# [TASK A]
In the essay on Internet security, why does the author say it may seem like the hackers are winning? Answer in one to three sentences.
# [TASK B]
Please translate this sentence from the Internet security essay into Spanish: "What if things deteriorated so badly that security was rendered totally ineffective against the bad guys?"
# [TASK C]
From the Internet security essay, repeat the passage word for word, starting at "By Laura Yecies" and ending at "would you do?".

# [DOCUMENT PASSAGE]
==============================

By Laura Yecies
What would you do if the Internet simply couldn’t be secured?
If you believe all the threat reports/analysis/discoveries/warnings frenetically crossing the wires on an almost daily basis, it may seem like the hackers are winning despite over a decade of security innovation. The latest headlines have been enough to make even the most security conscious second-guess their security strategy.
Not that I agree with those gloom-and-doom reports, but I got to thinking…what if someday they were right? What if things deteriorated so badly that security was rendered totally ineffective against the bad guys?
What would you do?
The easy answer…you could unplug altogether. Extreme, but effective I guess.
More likely, you’d have to adapt. Just like people living in rough neighborhoods can’t simply hide indoors with gang wars raging on outside, you’d still probably use the Internet. But in a world with no online security, much of what you do on the ‘Net every day would have to change. You’d have to be extremely wary all the time.
First, you’d have to severely limit your activities to mitigate the risk of exposure.

==============================

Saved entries
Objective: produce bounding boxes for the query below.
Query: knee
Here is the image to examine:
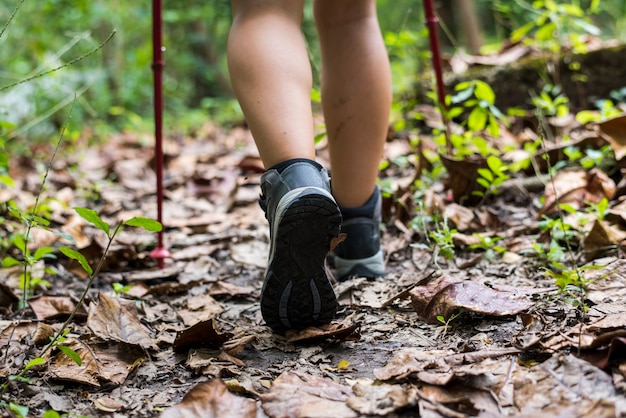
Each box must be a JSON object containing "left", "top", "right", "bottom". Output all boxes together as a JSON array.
[{"left": 314, "top": 0, "right": 376, "bottom": 30}]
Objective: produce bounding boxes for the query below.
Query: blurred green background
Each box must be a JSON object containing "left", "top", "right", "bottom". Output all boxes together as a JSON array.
[{"left": 0, "top": 0, "right": 626, "bottom": 140}]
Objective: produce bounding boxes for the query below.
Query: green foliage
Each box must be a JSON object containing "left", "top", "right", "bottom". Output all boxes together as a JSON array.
[
  {"left": 410, "top": 208, "right": 457, "bottom": 268},
  {"left": 531, "top": 84, "right": 569, "bottom": 117},
  {"left": 473, "top": 155, "right": 510, "bottom": 196},
  {"left": 469, "top": 233, "right": 506, "bottom": 260},
  {"left": 511, "top": 0, "right": 600, "bottom": 52}
]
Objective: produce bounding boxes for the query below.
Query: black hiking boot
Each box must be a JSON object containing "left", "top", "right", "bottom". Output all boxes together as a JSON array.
[{"left": 260, "top": 161, "right": 341, "bottom": 332}]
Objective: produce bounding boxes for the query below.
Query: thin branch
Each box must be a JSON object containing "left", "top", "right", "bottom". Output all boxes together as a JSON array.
[
  {"left": 0, "top": 31, "right": 115, "bottom": 92},
  {"left": 0, "top": 0, "right": 25, "bottom": 38}
]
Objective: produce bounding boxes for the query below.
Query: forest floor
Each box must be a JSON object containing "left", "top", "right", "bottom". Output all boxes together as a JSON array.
[{"left": 0, "top": 109, "right": 626, "bottom": 418}]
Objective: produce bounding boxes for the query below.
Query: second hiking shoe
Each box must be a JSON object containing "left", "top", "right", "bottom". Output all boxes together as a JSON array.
[{"left": 260, "top": 161, "right": 341, "bottom": 331}]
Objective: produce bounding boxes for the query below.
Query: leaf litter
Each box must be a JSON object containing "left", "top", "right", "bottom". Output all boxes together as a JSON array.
[{"left": 0, "top": 111, "right": 626, "bottom": 417}]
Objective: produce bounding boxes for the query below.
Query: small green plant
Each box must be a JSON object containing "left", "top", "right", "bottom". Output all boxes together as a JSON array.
[
  {"left": 546, "top": 263, "right": 590, "bottom": 317},
  {"left": 473, "top": 155, "right": 510, "bottom": 197},
  {"left": 511, "top": 0, "right": 600, "bottom": 53},
  {"left": 576, "top": 99, "right": 622, "bottom": 125},
  {"left": 437, "top": 308, "right": 465, "bottom": 335},
  {"left": 469, "top": 233, "right": 506, "bottom": 260},
  {"left": 531, "top": 84, "right": 569, "bottom": 117},
  {"left": 112, "top": 283, "right": 134, "bottom": 295},
  {"left": 446, "top": 80, "right": 508, "bottom": 137},
  {"left": 411, "top": 208, "right": 457, "bottom": 268}
]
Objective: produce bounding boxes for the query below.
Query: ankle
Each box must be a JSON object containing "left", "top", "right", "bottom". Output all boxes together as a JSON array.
[
  {"left": 267, "top": 158, "right": 322, "bottom": 174},
  {"left": 339, "top": 186, "right": 380, "bottom": 220}
]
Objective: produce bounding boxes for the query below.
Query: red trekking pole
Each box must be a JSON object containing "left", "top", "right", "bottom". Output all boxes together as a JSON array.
[
  {"left": 150, "top": 0, "right": 171, "bottom": 269},
  {"left": 424, "top": 0, "right": 452, "bottom": 154}
]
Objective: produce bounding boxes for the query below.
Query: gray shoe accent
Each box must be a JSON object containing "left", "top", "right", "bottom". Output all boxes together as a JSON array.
[{"left": 329, "top": 187, "right": 385, "bottom": 281}]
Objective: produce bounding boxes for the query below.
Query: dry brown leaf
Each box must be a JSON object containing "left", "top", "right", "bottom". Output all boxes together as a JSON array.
[
  {"left": 185, "top": 348, "right": 244, "bottom": 376},
  {"left": 583, "top": 219, "right": 626, "bottom": 261},
  {"left": 410, "top": 276, "right": 533, "bottom": 324},
  {"left": 0, "top": 321, "right": 54, "bottom": 348},
  {"left": 285, "top": 322, "right": 361, "bottom": 343},
  {"left": 512, "top": 354, "right": 619, "bottom": 417},
  {"left": 161, "top": 378, "right": 257, "bottom": 418},
  {"left": 209, "top": 280, "right": 256, "bottom": 296},
  {"left": 598, "top": 115, "right": 626, "bottom": 161},
  {"left": 440, "top": 155, "right": 487, "bottom": 205},
  {"left": 346, "top": 380, "right": 418, "bottom": 416},
  {"left": 28, "top": 295, "right": 87, "bottom": 322},
  {"left": 260, "top": 372, "right": 357, "bottom": 418},
  {"left": 87, "top": 293, "right": 159, "bottom": 350},
  {"left": 48, "top": 339, "right": 145, "bottom": 387},
  {"left": 173, "top": 319, "right": 233, "bottom": 351},
  {"left": 0, "top": 283, "right": 20, "bottom": 308},
  {"left": 374, "top": 348, "right": 521, "bottom": 385},
  {"left": 177, "top": 295, "right": 224, "bottom": 326},
  {"left": 418, "top": 383, "right": 502, "bottom": 417}
]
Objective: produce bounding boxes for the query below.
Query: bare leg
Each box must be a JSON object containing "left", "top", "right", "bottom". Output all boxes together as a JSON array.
[
  {"left": 315, "top": 0, "right": 391, "bottom": 207},
  {"left": 228, "top": 0, "right": 315, "bottom": 167}
]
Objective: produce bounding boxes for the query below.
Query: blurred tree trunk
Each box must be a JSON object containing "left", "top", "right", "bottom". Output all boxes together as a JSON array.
[
  {"left": 436, "top": 0, "right": 483, "bottom": 55},
  {"left": 189, "top": 19, "right": 232, "bottom": 103},
  {"left": 453, "top": 0, "right": 483, "bottom": 55}
]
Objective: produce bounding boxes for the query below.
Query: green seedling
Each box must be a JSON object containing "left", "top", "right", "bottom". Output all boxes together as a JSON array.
[
  {"left": 511, "top": 0, "right": 600, "bottom": 53},
  {"left": 469, "top": 233, "right": 506, "bottom": 260},
  {"left": 411, "top": 208, "right": 457, "bottom": 269},
  {"left": 473, "top": 155, "right": 510, "bottom": 197},
  {"left": 113, "top": 283, "right": 134, "bottom": 295},
  {"left": 437, "top": 308, "right": 465, "bottom": 335}
]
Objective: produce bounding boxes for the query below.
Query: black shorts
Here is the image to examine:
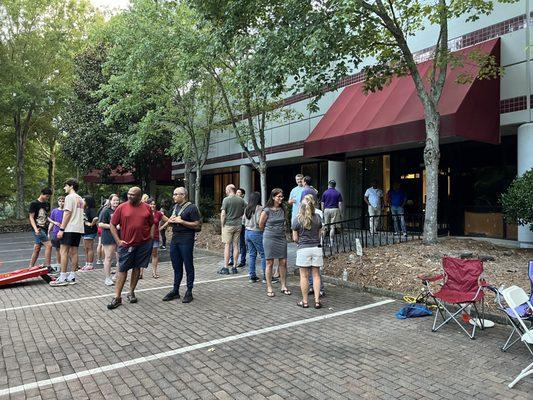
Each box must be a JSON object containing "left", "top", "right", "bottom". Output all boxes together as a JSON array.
[
  {"left": 117, "top": 240, "right": 152, "bottom": 272},
  {"left": 60, "top": 232, "right": 81, "bottom": 247}
]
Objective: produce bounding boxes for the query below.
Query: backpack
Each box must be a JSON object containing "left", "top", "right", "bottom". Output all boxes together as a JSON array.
[{"left": 172, "top": 201, "right": 202, "bottom": 232}]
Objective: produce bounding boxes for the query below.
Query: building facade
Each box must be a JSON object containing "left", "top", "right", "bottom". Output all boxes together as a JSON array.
[{"left": 172, "top": 0, "right": 533, "bottom": 246}]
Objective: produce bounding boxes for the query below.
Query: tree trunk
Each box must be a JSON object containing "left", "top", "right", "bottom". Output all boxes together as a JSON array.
[
  {"left": 15, "top": 126, "right": 26, "bottom": 219},
  {"left": 259, "top": 157, "right": 269, "bottom": 206},
  {"left": 194, "top": 168, "right": 202, "bottom": 206},
  {"left": 424, "top": 108, "right": 440, "bottom": 244}
]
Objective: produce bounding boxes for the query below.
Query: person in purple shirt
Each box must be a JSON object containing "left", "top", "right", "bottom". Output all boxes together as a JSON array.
[
  {"left": 48, "top": 196, "right": 65, "bottom": 264},
  {"left": 320, "top": 179, "right": 342, "bottom": 246}
]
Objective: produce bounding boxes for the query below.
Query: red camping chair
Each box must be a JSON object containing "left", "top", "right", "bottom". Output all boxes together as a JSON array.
[{"left": 418, "top": 257, "right": 488, "bottom": 339}]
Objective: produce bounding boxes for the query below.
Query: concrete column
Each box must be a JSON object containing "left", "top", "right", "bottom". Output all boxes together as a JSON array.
[
  {"left": 328, "top": 161, "right": 348, "bottom": 202},
  {"left": 517, "top": 123, "right": 533, "bottom": 248},
  {"left": 239, "top": 165, "right": 252, "bottom": 201}
]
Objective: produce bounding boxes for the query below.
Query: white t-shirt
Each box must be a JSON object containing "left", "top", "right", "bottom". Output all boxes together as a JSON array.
[
  {"left": 365, "top": 187, "right": 383, "bottom": 208},
  {"left": 65, "top": 193, "right": 85, "bottom": 233}
]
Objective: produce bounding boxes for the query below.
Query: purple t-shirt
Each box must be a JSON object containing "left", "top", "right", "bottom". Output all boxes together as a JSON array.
[
  {"left": 322, "top": 188, "right": 342, "bottom": 208},
  {"left": 50, "top": 208, "right": 65, "bottom": 239}
]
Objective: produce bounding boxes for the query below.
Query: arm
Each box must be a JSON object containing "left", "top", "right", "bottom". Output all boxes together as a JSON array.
[{"left": 259, "top": 211, "right": 268, "bottom": 231}]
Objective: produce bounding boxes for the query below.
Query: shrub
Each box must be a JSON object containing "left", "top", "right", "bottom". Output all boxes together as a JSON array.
[{"left": 501, "top": 168, "right": 533, "bottom": 230}]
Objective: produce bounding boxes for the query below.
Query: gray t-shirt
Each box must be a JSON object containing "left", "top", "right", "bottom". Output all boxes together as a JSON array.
[
  {"left": 292, "top": 214, "right": 322, "bottom": 249},
  {"left": 220, "top": 196, "right": 246, "bottom": 226}
]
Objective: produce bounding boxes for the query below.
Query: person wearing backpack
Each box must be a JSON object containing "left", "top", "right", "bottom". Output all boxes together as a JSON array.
[{"left": 163, "top": 187, "right": 201, "bottom": 303}]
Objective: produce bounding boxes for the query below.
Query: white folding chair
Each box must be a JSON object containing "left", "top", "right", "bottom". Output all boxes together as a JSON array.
[{"left": 502, "top": 286, "right": 533, "bottom": 388}]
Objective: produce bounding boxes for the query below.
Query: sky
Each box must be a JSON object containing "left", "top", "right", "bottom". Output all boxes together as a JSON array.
[{"left": 91, "top": 0, "right": 129, "bottom": 10}]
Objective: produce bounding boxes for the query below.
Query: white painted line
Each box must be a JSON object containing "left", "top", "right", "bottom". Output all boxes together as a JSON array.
[
  {"left": 0, "top": 299, "right": 394, "bottom": 396},
  {"left": 0, "top": 275, "right": 244, "bottom": 312}
]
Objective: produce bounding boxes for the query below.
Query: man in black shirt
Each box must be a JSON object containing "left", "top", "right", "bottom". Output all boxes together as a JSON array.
[
  {"left": 163, "top": 187, "right": 200, "bottom": 303},
  {"left": 28, "top": 188, "right": 52, "bottom": 268}
]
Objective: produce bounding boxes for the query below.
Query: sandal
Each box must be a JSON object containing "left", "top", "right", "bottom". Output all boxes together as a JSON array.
[{"left": 296, "top": 300, "right": 309, "bottom": 308}]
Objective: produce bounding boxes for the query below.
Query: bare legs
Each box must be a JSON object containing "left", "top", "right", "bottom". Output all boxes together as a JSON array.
[
  {"left": 103, "top": 244, "right": 116, "bottom": 278},
  {"left": 300, "top": 267, "right": 320, "bottom": 304}
]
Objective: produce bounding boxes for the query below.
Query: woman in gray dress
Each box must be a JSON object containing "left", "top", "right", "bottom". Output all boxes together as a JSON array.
[{"left": 259, "top": 189, "right": 291, "bottom": 297}]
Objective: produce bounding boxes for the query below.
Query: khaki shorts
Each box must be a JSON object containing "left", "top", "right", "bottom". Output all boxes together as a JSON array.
[
  {"left": 222, "top": 225, "right": 242, "bottom": 245},
  {"left": 324, "top": 208, "right": 342, "bottom": 224}
]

==============================

# [ANSWER BOX A]
It may seem that way because of all the threat reports, analyses, discoveries and warnings crossing the wires almost daily. This is despite more than a decade of security innovation.

# [ANSWER BOX B]
¿Y si las cosas se deterioraran tanto que la seguridad se volviera totalmente ineficaz contra los malos?

# [ANSWER BOX C]
By Laura Yecies
What would you do if the Internet simply couldn’t be secured?
If you believe all the threat reports/analysis/discoveries/warnings frenetically crossing the wires on an almost daily basis, it may seem like the hackers are winning despite over a decade of security innovation. The latest headlines have been enough to make even the most security conscious second-guess their security strategy.
Not that I agree with those gloom-and-doom reports, but I got to thinking…what if someday they were right? What if things deteriorated so badly that security was rendered totally ineffective against the bad guys?
What would you do?